SET EXERCISE 1: In the post about Hamid Sayadi, reproduce word for word the passage from "Monday, November 12, 2007" up to and including "his former self.".
SET EXERCISE 2: In the post about Hamid Sayadi, find the sentence that begins "A witty and eloquent" and list each word or phrase describing Sayadi that comes before his name in that sentence.
SET EXERCISE 3: Extend the post about Hamid Sayadi, picking up after its final sentence.

SOURCE:
## Begin

Monday, November 12, 2007

The Story of Hamid Sayadi

I urge everyone to read Chris Collin's moving report of a post-9/11 harrassment case in the US. Chris, who writes a weekly column for the San Francisco chronicle, speaks with a fair amount of empathy, though rightly dispassionate to maintain 'objectivity' in whichever way you may understand the concept or semantic, which is all but missing from journalism these days. Or was virtue ever mainstream?

His story is one of the many that have both nothing and everything to do with 9/11. A witty and eloquent Kurdish-American in his 50s, Sayadi waved the flag of his adopted country and cheered its military for three decades — all to end up stripped to his underwear one day, in the boiler room of his workplace, he says, a ragged and sobbing husk of his former self.

## End

Saved entries
## Begin

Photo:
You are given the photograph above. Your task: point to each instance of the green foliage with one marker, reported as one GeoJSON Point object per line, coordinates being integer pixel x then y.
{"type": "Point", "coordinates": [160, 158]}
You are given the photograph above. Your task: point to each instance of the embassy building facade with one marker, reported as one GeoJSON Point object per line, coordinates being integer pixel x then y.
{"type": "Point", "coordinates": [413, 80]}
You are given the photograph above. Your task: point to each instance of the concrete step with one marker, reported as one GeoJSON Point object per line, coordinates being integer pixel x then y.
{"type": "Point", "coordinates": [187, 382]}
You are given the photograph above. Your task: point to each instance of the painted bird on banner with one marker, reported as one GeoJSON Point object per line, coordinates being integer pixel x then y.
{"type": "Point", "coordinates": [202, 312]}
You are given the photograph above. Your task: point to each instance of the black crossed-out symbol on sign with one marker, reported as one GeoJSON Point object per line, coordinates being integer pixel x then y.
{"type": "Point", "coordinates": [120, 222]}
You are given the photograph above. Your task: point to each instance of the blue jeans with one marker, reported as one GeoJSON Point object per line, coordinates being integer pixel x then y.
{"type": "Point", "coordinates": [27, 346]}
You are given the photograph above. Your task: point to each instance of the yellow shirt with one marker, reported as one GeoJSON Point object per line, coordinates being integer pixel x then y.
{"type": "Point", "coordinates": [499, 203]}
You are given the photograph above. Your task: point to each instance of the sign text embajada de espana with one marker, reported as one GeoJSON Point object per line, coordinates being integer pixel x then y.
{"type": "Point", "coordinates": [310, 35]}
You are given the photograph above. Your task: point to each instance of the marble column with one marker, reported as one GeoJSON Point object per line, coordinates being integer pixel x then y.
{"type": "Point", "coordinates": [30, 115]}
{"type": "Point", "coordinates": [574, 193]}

## End
## Begin

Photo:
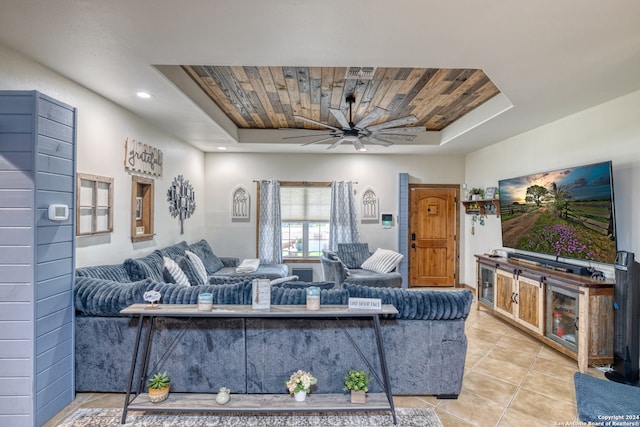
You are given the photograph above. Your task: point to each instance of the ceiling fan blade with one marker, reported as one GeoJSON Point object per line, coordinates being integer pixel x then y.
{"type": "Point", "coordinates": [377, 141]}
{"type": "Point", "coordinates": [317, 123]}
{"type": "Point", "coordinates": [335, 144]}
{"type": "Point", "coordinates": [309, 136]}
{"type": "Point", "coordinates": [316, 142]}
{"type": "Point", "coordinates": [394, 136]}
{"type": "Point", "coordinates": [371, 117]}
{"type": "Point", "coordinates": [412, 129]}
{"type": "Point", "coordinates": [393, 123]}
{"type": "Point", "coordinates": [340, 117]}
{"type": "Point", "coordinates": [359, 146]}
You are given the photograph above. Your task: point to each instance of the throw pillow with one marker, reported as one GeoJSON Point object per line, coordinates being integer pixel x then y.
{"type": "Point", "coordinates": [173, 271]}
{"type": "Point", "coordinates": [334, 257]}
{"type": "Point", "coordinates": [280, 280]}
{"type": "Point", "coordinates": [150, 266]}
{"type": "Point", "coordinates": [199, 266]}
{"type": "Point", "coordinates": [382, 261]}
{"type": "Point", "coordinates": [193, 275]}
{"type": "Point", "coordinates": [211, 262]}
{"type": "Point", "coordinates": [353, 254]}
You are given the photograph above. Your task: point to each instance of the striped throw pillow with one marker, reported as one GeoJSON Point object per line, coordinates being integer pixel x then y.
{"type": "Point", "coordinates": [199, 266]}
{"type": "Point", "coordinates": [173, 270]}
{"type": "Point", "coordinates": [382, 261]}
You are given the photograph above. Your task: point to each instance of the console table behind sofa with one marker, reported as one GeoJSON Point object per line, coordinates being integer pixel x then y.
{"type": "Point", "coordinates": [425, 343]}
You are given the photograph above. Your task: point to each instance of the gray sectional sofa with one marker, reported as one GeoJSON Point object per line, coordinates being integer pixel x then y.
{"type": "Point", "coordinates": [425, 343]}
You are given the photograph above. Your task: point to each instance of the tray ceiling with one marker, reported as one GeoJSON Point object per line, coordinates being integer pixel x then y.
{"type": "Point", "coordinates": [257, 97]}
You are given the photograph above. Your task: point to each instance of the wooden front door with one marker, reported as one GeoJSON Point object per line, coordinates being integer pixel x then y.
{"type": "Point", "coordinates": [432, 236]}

## End

WRITTEN REPLY 1:
Monday, November 12, 2007

The Story of Hamid Sayadi

I urge everyone to read Chris Collin's moving report of a post-9/11 harrassment case in the US. Chris, who writes a weekly column for the San Francisco chronicle, speaks with a fair amount of empathy, though rightly dispassionate to maintain 'objectivity' in whichever way you may understand the concept or semantic, which is all but missing from journalism these days. Or was virtue ever mainstream?

His story is one of the many that have both nothing and everything to do with 9/11. A witty and eloquent Kurdish-American in his 50s, Sayadi waved the flag of his adopted country and cheered its military for three decades — all to end up stripped to his underwear one day, in the boiler room of his workplace, he says, a ragged and sobbing husk of his former self.

WRITTEN REPLY 2:
- witty
- eloquent
- Kurdish-American
- in his 50s

WRITTEN REPLY 3:
My apologies to Chris and my readers for such a tardy response. I consider this story a people's case of Islamophobia. We know that 'Islamophobia' is in danger of being hijacked by some Muslims who wish to deny their wrong behaviour, just like the supporters of Israel who hurl the charge of 'anti-Semitism' whoever questions their apartheid. And I think we have to watch out for that. I try to allay that fear by having several posts on "introspection" on this blog. However, there is no doubt that there exists a people's case of Islamophobia. What I mean by a "people's case" is that its victims are Muslim individuals, because they are Muslims or even Arab or African Christians. The "people's case" of Islamophobia is affected by the "cultural and religious case" of Islamophobia, which have been concocted from European expeditions to the Orient, purposes of which are/were not merely enlightened curiosity, contrary to what the agent of the Cold and New War Bernard Lewis writes, but which have been a time-honoured excuse for imperialism. I think I may gone a bit off tangent, but that's what I consider this: a people's case of Islamophobia. This can be fought by the media, and salutations to Chris for informing the public in such an eloquent and noble journalistic capacity.